BEGIN INFORMATION PROVIDED

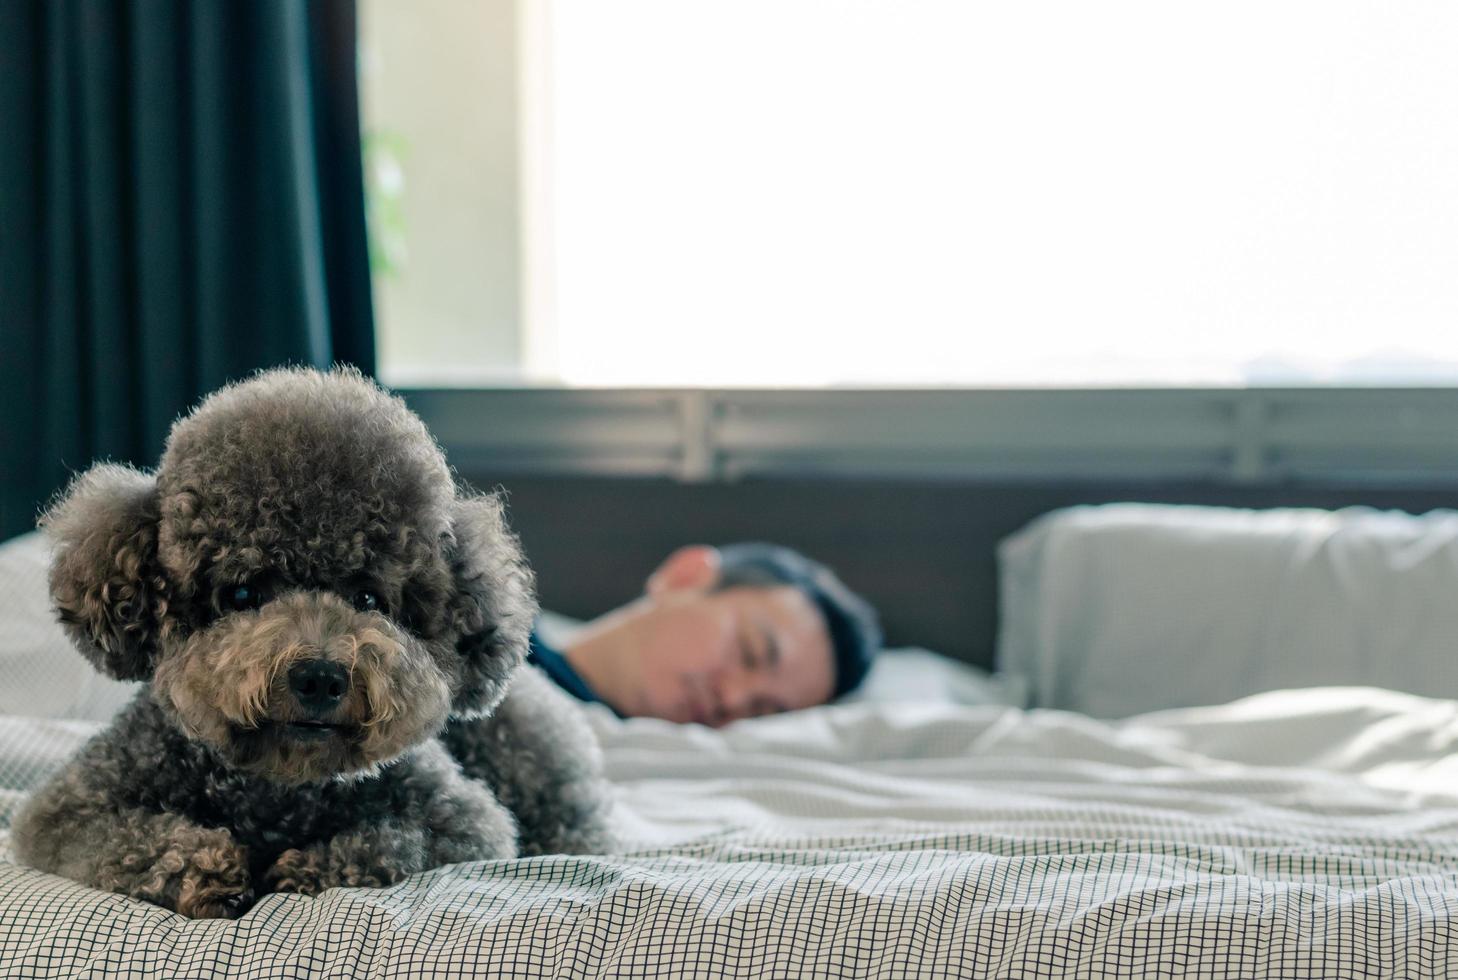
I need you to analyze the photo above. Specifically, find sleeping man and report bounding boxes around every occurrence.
[528,542,881,726]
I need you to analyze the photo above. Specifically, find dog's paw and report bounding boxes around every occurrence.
[263,847,331,896]
[265,843,411,895]
[126,827,253,919]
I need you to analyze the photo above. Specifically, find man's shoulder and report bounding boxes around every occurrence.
[526,630,599,704]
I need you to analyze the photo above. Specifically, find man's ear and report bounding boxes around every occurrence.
[41,464,165,681]
[444,492,538,716]
[645,544,721,597]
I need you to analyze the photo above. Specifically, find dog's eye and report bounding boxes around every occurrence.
[224,584,265,612]
[351,589,381,613]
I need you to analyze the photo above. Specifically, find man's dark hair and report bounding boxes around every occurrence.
[714,543,881,698]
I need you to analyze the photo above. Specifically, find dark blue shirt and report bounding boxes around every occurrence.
[526,629,599,704]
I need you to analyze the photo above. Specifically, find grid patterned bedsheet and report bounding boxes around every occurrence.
[5,689,1458,978]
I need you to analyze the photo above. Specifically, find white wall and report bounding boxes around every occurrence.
[359,0,523,385]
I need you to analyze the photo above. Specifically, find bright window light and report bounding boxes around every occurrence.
[364,2,1458,388]
[545,1,1458,386]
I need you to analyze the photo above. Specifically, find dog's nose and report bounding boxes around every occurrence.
[287,660,349,715]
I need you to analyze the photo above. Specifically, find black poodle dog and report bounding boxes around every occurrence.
[12,367,616,918]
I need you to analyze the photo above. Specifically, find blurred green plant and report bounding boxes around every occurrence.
[363,129,408,279]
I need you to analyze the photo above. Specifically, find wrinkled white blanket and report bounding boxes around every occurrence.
[4,687,1458,978]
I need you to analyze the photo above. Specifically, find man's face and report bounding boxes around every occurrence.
[629,583,835,726]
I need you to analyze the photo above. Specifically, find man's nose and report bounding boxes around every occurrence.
[714,676,755,722]
[288,659,349,716]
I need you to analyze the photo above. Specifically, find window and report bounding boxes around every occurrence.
[363,2,1458,389]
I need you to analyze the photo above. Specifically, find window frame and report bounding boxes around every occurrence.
[400,385,1458,486]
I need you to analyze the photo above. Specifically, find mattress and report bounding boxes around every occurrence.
[4,687,1458,978]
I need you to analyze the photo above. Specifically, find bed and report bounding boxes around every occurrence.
[4,507,1458,978]
[5,690,1458,977]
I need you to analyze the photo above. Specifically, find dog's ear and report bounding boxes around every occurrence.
[443,492,537,716]
[41,464,166,680]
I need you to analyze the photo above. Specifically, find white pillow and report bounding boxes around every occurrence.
[997,503,1458,718]
[0,532,140,722]
[839,648,1027,707]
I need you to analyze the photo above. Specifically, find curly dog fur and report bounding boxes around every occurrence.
[12,367,616,918]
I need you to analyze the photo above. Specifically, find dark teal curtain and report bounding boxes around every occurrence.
[0,0,376,541]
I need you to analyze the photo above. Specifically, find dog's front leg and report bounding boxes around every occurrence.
[263,742,518,897]
[13,770,252,919]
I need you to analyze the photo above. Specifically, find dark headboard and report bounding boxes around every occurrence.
[464,474,1458,671]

END INFORMATION PROVIDED

▶ **TASK STATEMENT**: Return an exact transcription of the material, with its pictures left out.

▶ **FINISHED TASK**:
I need you to analyze the photo above. Specifically, find sleeping man and report bounding boxes around every occurrence.
[528,542,881,726]
I need you to analyze the photo above. Specifically, find dog's paw and report bounding boxes around every occurrence.
[263,847,331,896]
[265,843,411,895]
[126,827,253,919]
I need you to analyze the photo above. Specifically, find man's shoulder and report bounding boxes around every occurrence.
[526,630,599,704]
I need you to analyze the photo above. Specifically, find man's ear and report bounding boxes around every occurrence.
[41,464,165,681]
[444,492,538,716]
[645,544,721,597]
I need you to analyze the photo above. Specifically, find dog's eye and report bounding boxes around every occurrence.
[224,584,265,612]
[351,589,381,613]
I need you to analyze the photo above. Specifically, find man's dark hair and report bounding boxes around every occurrence.
[714,543,881,698]
I need you to analyze the photo above. Specifically, find dark blue shirt and report bounding boxes around every occurrence.
[526,629,599,704]
I need you to analyze the photo above. Specifically, find grid patterned bedsheet and report bounding boxes around every occurrence.
[5,689,1458,978]
I need you to analyze the photo above. Specifically, find white wall and report bounding boxes around every occurrence.
[359,0,523,385]
I need you to analyze the photo above. Specifically, find bright window light and report bounding boxes around every occurrence.
[364,2,1458,388]
[545,1,1458,386]
I need you to analyze the photo above. Specifically, find dog's nose and report bounding boxes around every occurrence.
[287,660,349,715]
I need you to analyze the photo above. Specifically, find black poodle dog and report bounding boxes around every occurrence.
[12,367,616,918]
I need you to analyze the photo above. Specifically, find blurred green plant and report bounding boxes around every occurrence.
[363,129,408,279]
I need you to analyze the photo above. Specifically, find wrinkled white blanket and report bounding boxes around every occurrence.
[4,687,1458,978]
I need you to analyze the photo above. Specifically, find man's face and report bounding boxes around every occurrence.
[629,583,835,726]
I need you to analyze the photo above. Specifically, find man's nose and report bounding boxes around every occurrence.
[714,676,755,722]
[288,659,349,716]
I need you to analyze the photo above. Specifically, find window and report bounding boxes around every occurrence.
[363,2,1458,389]
I need you to analyze the photo above. Specifically, find window frame and report bounding boxes around every occurrence.
[400,385,1458,486]
I need you to analyze the photo above. Specifically, find mattress and report bounding boxes around every occurrence.
[4,687,1458,978]
I need you to analyze the photo above. Specifically, find bed and report bounding boxes around every occurrence.
[4,507,1458,978]
[5,690,1458,977]
I need you to analyze the photo above. Specifically, find dog's ear and report bounding boxes around every occurrence.
[443,492,537,716]
[41,464,166,680]
I need you to analyze the photo above. Specifically, find white pillow and report bounding boxes around every occurrence.
[997,503,1458,718]
[0,532,140,722]
[839,648,1027,707]
I need you to analyze the photo above. Specifically, find curly dog fur and report bounding boxes around every occurrence.
[12,367,616,918]
I need you to analyze the photo above. Specifically, find dark teal curtain and report bounding boxes around every occurrence.
[0,0,376,541]
I need you to analyze the photo above. Specifically, find dog's front leg and report bounding boxes around every occurrence.
[263,742,518,897]
[13,770,252,919]
I need you to analyze the photo above. Specifically, find dark headboard and report bounding boxes around every occurrence.
[464,474,1458,671]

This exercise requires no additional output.